#### Extracted information
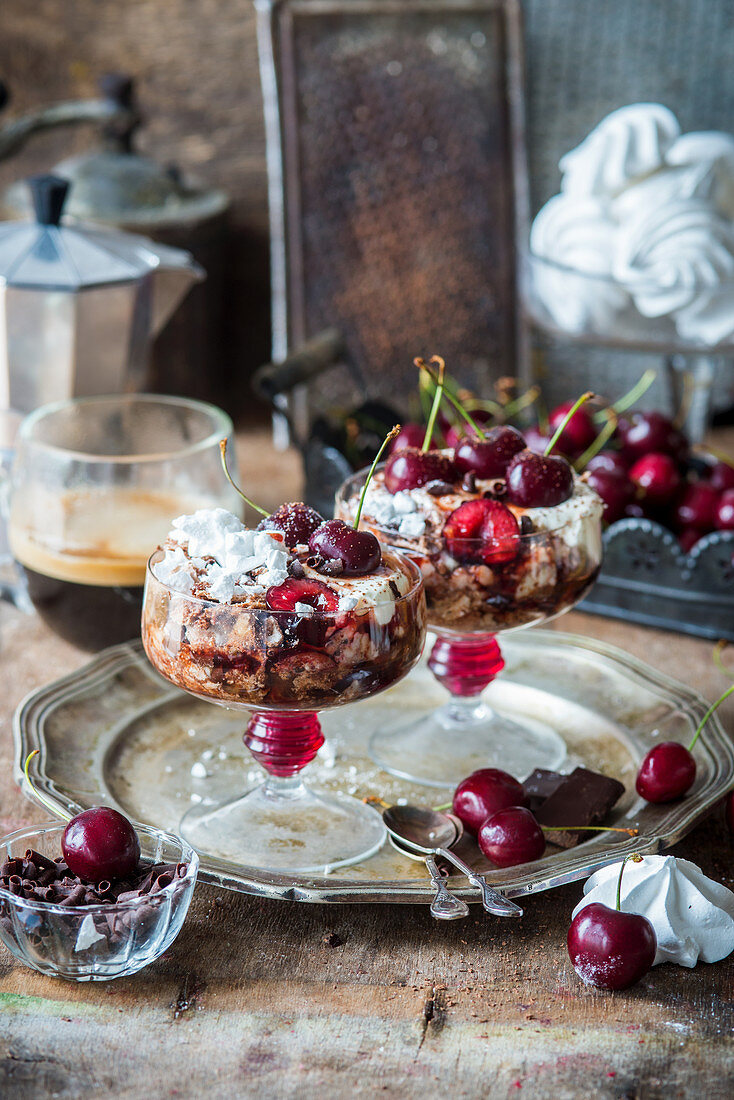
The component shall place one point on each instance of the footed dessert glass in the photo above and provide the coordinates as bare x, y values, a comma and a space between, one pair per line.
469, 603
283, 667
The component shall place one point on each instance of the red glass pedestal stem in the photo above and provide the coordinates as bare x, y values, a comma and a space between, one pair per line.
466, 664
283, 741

==

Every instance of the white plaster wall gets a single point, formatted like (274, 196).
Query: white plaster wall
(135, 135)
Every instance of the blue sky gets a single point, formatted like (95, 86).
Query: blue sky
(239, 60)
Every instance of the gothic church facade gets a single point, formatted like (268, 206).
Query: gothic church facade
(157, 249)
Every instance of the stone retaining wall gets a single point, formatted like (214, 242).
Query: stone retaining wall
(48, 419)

...

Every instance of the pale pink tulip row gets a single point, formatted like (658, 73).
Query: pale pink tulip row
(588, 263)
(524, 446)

#### Problem details
Show every line of the records that contains the word "retaining".

#### Exercise answer
Every instance of the stone retaining wall gets a single point, formatted like (214, 242).
Query: stone retaining wall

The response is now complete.